■ Description of the task
Please list every line in the rows below that contains the word "glass".

── Data for this exercise ──

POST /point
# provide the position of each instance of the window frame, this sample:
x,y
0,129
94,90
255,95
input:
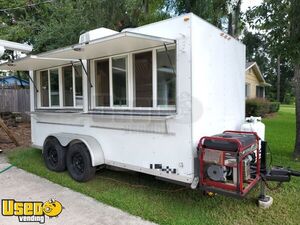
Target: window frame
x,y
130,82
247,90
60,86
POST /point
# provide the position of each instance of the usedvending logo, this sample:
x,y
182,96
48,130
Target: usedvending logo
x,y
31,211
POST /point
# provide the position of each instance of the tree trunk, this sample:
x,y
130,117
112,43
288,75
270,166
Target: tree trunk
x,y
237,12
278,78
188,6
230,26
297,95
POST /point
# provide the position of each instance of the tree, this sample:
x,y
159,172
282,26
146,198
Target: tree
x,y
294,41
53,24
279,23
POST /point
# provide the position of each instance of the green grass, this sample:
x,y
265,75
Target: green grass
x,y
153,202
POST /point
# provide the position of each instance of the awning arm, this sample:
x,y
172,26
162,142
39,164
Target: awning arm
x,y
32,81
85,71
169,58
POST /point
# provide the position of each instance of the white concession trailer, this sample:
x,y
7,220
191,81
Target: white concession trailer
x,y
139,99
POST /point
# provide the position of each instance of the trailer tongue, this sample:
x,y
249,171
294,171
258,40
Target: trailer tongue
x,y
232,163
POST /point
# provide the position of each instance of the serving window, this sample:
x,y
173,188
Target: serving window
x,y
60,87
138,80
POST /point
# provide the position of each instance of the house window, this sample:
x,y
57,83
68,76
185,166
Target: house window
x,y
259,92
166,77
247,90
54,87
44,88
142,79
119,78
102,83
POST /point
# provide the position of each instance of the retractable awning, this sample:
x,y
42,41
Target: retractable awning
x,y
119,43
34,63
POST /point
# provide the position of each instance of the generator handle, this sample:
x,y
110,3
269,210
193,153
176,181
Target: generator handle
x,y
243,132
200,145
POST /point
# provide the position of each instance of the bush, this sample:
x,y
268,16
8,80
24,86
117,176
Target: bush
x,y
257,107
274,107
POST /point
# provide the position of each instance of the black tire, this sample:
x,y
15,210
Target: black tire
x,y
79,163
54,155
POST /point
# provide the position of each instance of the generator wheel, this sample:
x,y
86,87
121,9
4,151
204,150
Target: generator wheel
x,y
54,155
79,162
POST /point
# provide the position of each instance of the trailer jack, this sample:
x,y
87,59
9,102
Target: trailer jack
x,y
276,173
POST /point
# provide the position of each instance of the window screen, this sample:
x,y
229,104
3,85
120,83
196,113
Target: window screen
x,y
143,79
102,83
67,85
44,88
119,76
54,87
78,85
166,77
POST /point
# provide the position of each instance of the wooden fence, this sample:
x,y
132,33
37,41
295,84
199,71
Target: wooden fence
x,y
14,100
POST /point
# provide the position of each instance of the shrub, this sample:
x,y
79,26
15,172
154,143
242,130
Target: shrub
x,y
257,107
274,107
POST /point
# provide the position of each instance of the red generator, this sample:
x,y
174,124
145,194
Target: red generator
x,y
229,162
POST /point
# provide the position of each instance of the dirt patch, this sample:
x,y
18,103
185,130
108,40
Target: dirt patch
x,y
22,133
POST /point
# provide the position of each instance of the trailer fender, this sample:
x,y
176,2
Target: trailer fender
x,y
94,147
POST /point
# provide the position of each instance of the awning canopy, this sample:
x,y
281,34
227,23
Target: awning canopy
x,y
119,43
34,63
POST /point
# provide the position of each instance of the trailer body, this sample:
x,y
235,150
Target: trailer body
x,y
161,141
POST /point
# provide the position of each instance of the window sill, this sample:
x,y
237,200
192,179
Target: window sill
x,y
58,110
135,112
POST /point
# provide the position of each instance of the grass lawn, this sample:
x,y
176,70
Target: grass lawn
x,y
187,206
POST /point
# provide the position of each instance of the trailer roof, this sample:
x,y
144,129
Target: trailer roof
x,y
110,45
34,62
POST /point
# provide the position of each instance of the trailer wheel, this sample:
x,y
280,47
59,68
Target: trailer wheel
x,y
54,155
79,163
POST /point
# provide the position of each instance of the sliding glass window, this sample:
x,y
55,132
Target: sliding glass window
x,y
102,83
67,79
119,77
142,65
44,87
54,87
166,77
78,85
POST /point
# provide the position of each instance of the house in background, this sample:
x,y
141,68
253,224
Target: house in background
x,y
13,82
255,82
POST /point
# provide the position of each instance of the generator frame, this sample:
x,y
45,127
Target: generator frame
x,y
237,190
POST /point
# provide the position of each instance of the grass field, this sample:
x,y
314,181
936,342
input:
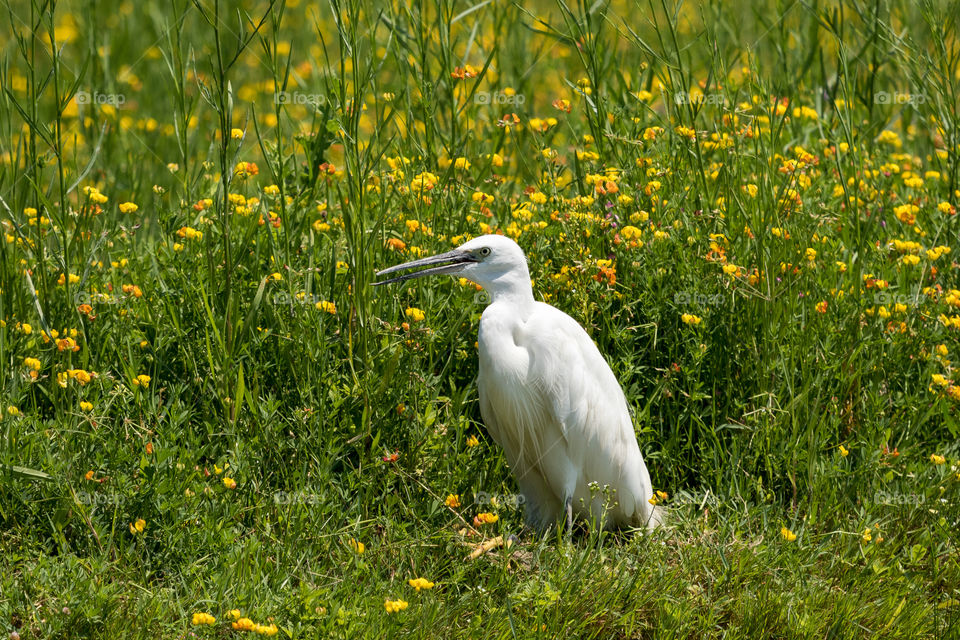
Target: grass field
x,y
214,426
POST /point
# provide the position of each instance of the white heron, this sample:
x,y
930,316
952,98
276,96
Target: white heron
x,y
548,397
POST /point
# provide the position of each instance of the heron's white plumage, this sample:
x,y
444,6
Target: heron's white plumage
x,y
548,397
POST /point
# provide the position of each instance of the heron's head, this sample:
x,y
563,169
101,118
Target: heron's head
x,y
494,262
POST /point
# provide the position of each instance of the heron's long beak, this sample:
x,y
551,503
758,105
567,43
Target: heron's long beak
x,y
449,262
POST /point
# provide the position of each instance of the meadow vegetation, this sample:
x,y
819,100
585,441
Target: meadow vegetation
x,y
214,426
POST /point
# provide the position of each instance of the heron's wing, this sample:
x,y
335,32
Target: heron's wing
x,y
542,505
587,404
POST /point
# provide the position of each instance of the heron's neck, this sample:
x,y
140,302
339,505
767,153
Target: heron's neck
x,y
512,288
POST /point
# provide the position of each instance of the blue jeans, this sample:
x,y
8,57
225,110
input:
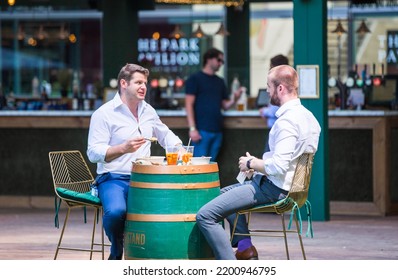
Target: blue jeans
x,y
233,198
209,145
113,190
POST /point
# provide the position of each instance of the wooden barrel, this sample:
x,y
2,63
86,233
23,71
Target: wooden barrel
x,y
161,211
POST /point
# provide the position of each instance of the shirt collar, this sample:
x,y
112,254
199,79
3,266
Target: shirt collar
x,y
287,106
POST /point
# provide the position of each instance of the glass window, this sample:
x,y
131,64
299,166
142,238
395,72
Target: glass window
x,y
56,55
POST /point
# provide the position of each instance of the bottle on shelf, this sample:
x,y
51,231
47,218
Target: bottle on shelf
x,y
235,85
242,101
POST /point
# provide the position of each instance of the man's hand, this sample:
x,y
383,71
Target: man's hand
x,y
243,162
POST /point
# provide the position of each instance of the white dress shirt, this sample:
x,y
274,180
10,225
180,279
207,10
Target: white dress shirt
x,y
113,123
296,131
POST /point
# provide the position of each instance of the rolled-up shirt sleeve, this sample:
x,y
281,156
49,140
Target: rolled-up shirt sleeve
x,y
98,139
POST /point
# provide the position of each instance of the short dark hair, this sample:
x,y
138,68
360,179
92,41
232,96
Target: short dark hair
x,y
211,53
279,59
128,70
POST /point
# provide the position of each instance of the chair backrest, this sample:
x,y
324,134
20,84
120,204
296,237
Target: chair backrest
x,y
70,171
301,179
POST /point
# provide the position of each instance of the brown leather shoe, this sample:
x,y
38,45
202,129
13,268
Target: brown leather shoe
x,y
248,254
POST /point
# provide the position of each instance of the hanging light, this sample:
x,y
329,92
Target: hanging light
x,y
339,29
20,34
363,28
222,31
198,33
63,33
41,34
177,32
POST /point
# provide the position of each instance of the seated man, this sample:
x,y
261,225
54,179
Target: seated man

───

■ Answer for this exercise
# provide the position of each instance of the sliding glass window, this sample:
Target: sliding glass window
# provide the position of each instance of the glass window, this sample:
Target: glass window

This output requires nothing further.